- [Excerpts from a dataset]
::::

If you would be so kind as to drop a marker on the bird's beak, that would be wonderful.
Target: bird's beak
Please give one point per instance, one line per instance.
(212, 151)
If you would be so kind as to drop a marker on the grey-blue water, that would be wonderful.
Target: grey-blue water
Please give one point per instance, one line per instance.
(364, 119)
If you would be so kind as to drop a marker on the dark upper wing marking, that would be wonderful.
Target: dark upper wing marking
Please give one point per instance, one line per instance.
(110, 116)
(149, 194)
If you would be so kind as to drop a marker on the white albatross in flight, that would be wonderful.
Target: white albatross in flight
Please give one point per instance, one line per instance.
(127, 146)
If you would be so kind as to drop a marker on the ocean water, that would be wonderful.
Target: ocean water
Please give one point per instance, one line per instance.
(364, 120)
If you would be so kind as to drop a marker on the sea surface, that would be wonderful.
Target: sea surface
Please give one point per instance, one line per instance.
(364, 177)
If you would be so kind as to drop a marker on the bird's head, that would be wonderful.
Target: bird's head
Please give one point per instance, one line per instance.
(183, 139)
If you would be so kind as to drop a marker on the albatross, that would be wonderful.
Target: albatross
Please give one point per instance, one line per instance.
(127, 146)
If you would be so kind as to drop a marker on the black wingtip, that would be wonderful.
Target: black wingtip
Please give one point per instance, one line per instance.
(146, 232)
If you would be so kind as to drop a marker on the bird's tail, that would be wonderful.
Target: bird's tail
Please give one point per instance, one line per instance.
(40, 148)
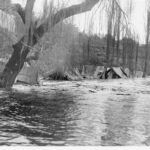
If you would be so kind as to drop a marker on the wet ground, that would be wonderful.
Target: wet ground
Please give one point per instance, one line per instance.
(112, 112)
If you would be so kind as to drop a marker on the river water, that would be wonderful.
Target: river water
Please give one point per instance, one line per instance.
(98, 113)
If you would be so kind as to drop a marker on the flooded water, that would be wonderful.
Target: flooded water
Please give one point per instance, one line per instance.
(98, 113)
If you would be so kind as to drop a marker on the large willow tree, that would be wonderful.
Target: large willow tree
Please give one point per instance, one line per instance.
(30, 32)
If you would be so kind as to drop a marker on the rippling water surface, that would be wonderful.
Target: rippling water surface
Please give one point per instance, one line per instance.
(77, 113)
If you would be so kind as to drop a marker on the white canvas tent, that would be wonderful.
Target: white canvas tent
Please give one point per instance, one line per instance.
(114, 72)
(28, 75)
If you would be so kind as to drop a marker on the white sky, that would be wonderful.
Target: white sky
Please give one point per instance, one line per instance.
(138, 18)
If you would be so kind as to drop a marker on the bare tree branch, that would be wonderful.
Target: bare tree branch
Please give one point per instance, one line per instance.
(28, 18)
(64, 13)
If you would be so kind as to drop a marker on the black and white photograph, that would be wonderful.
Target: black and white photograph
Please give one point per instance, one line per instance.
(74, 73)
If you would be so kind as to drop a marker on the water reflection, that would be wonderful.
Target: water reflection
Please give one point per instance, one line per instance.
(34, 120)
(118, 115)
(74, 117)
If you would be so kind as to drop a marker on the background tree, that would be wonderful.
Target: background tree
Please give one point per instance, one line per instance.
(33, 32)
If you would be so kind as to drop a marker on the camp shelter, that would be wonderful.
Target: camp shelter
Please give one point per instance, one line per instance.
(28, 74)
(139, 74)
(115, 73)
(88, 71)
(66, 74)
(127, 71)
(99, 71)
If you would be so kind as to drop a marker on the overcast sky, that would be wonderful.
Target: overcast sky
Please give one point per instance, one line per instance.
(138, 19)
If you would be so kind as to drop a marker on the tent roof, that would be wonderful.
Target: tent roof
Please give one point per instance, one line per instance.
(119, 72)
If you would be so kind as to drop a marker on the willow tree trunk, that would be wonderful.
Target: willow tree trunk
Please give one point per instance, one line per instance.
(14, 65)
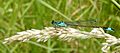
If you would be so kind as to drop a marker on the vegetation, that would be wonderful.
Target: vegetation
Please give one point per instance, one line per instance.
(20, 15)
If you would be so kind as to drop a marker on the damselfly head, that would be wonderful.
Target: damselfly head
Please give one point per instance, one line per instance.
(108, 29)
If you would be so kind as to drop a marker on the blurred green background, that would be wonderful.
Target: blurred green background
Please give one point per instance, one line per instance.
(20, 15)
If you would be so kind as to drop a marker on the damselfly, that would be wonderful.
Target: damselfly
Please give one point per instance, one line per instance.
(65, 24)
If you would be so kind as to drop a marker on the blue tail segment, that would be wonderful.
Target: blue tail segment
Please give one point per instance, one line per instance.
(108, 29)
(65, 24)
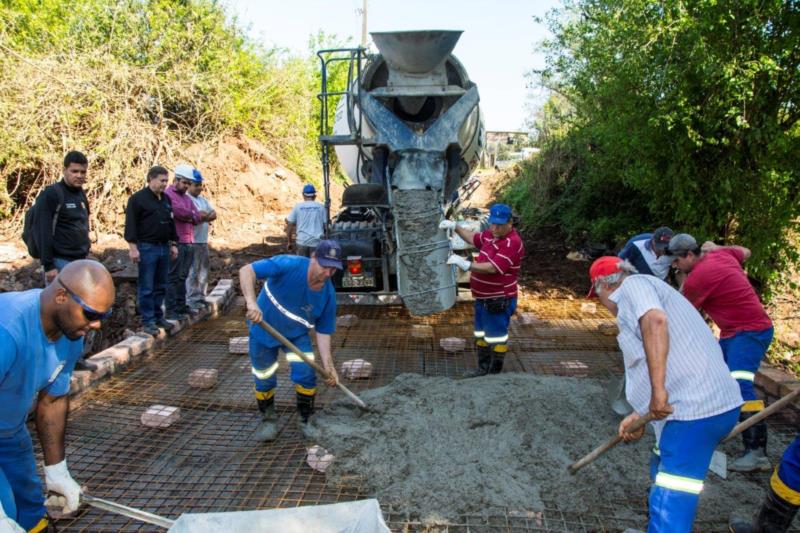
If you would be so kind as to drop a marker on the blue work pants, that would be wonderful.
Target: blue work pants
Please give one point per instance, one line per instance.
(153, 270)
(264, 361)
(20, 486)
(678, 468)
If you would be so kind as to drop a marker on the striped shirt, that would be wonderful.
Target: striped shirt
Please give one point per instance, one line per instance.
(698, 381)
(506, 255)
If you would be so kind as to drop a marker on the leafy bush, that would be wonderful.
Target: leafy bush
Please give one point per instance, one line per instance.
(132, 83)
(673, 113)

::::

- [Problem] Search the data above for "willow" and copy every line where it turns up.

- [Task output]
If you would be so kind as to drop a marker on the large willow tree, that would be wonderful.
Target: large willow tree
If you would be so kind as to drop a marker on the willow tree trunk, that would be wonderful.
Target: willow tree trunk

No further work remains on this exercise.